**Set exercise:** Go through the records and give each one again exactly.

**Recorded data:**

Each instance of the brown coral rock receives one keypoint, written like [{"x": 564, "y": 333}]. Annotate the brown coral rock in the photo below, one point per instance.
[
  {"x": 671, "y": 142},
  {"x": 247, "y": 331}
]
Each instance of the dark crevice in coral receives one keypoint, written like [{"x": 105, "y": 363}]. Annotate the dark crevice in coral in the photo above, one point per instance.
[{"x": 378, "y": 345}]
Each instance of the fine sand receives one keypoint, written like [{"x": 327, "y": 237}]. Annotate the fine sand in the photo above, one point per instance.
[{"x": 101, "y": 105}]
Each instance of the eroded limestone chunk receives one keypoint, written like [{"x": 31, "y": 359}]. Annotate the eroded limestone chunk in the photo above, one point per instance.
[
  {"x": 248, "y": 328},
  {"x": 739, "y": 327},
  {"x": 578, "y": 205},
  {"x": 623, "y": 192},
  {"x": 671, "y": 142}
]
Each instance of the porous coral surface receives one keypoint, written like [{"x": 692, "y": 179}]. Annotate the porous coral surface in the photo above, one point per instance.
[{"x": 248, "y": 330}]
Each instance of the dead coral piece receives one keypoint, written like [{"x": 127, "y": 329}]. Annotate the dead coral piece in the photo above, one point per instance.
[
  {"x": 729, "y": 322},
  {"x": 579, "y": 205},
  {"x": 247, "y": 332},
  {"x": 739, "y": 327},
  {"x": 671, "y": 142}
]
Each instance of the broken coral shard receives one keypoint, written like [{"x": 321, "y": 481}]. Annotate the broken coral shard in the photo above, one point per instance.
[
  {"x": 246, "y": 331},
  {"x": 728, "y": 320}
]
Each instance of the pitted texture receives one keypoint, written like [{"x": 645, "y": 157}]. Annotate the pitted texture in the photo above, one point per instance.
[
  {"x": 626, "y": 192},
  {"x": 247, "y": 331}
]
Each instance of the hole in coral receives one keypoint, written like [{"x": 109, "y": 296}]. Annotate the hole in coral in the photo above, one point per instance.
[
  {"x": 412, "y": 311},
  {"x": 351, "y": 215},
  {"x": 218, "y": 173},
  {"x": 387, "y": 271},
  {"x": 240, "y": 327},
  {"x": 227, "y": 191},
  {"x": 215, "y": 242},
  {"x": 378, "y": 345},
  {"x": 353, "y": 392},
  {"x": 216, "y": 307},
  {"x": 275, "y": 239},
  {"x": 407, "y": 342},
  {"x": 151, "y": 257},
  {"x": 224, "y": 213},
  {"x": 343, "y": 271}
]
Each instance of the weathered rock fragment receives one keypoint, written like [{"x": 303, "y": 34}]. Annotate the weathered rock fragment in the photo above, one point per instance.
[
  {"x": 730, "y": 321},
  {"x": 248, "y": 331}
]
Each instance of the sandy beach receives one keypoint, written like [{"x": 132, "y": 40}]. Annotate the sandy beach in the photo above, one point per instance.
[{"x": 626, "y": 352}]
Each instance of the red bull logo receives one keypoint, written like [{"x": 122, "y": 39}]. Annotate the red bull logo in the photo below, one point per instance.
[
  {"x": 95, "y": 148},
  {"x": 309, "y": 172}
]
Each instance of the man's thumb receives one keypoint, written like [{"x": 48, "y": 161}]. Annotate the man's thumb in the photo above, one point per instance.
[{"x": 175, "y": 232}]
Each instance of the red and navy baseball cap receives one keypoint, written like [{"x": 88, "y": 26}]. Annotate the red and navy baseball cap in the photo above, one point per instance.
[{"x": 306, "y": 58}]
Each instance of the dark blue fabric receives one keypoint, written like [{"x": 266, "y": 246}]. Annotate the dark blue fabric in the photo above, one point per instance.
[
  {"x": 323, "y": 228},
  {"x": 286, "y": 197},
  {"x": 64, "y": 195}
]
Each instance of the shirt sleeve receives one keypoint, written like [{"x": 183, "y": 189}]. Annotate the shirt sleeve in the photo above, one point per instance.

**Problem solution:**
Each instance of the brown coral rock receives one keypoint, written like [{"x": 564, "y": 333}]. Annotate the brown coral rock in the photo below, one point per instance.
[
  {"x": 671, "y": 142},
  {"x": 247, "y": 331}
]
Each instance of the dark crevice in coral receives one keypoint, written like [{"x": 105, "y": 363}]. Annotate the dark crevice in coral in the photo above, one point per instance.
[{"x": 378, "y": 345}]
Each instance of the fine sand receives one keypoint, written like [{"x": 327, "y": 237}]. Annotate the fine sand in the photo above, one point per instance.
[{"x": 101, "y": 105}]
Each instance of the eroded limestone chunk receives one keypoint, written like [{"x": 31, "y": 359}]. Annotate the eroded limestone chunk in the photo above, one point per instance.
[
  {"x": 248, "y": 328},
  {"x": 739, "y": 327},
  {"x": 578, "y": 205},
  {"x": 623, "y": 192},
  {"x": 671, "y": 142}
]
Each instance of the porous coral surface receives one keypoint, written like [{"x": 692, "y": 179}]. Annotate the porous coral surface in the photo above, one point per instance.
[{"x": 248, "y": 330}]
Each instance of the dead coral piece receives one keypoint, written like [{"x": 127, "y": 329}]. Annotate the dead coral piece in the photo above, one point per instance.
[
  {"x": 729, "y": 322},
  {"x": 579, "y": 205},
  {"x": 247, "y": 332},
  {"x": 739, "y": 327},
  {"x": 671, "y": 142}
]
Each instance of the broken coral shard receives one keypoint, written like [{"x": 321, "y": 481}]. Annotate the broken coral shard in the photo above, one point per instance.
[
  {"x": 246, "y": 331},
  {"x": 728, "y": 320}
]
Each instance of the pitted texture receives one keypoint, written like [{"x": 645, "y": 157}]. Annotate the pitted texture in the photo above, one point per instance.
[
  {"x": 626, "y": 192},
  {"x": 247, "y": 331}
]
Each instance of the hole in coral receives one keypoint, written like [{"x": 109, "y": 296}]. Annotate the hole in coral in the photo above, one point per instance.
[
  {"x": 412, "y": 311},
  {"x": 351, "y": 215},
  {"x": 218, "y": 173},
  {"x": 387, "y": 271},
  {"x": 240, "y": 327},
  {"x": 227, "y": 191},
  {"x": 215, "y": 242},
  {"x": 378, "y": 345},
  {"x": 353, "y": 392},
  {"x": 216, "y": 307},
  {"x": 275, "y": 239},
  {"x": 407, "y": 342},
  {"x": 151, "y": 257},
  {"x": 224, "y": 213},
  {"x": 343, "y": 271}
]
Each instance of the weathered rock fragment receives one keypoint, written like [{"x": 303, "y": 34}]. Annotate the weathered rock fragment in the photo above, one point per instance.
[
  {"x": 730, "y": 321},
  {"x": 248, "y": 331}
]
Each instance of the sandy beach receives one keypoint, written like [{"x": 132, "y": 40}]. Annotate the sandy beach in the photo above, one point per instance.
[{"x": 626, "y": 352}]
Each instance of the red bull logo receives one keypoint, written like [{"x": 122, "y": 39}]. Annotate the red bull logo in the photo below, one point per instance.
[
  {"x": 95, "y": 148},
  {"x": 309, "y": 172}
]
Each instance of the man's thumb receives one keypoint, written like [{"x": 48, "y": 161}]. Annotate the man's thumb in the photo above, one point per instance.
[{"x": 175, "y": 232}]
Each instance of the red and navy baseball cap receives one keypoint, written like [{"x": 88, "y": 26}]. Annotate the red and navy baseball cap in the photo above, one point per instance.
[{"x": 306, "y": 58}]
Each instance of the dark blue fabric receives one keypoint, written like [{"x": 266, "y": 246}]. Annotate the dark blue fabric in the photo above, one point per instance.
[
  {"x": 323, "y": 228},
  {"x": 286, "y": 197},
  {"x": 64, "y": 195}
]
Each instance of the shirt sleeve receives one keypoint, written like [{"x": 183, "y": 189}]. Annotate the shirt sleeve in the photo above, one point per instance.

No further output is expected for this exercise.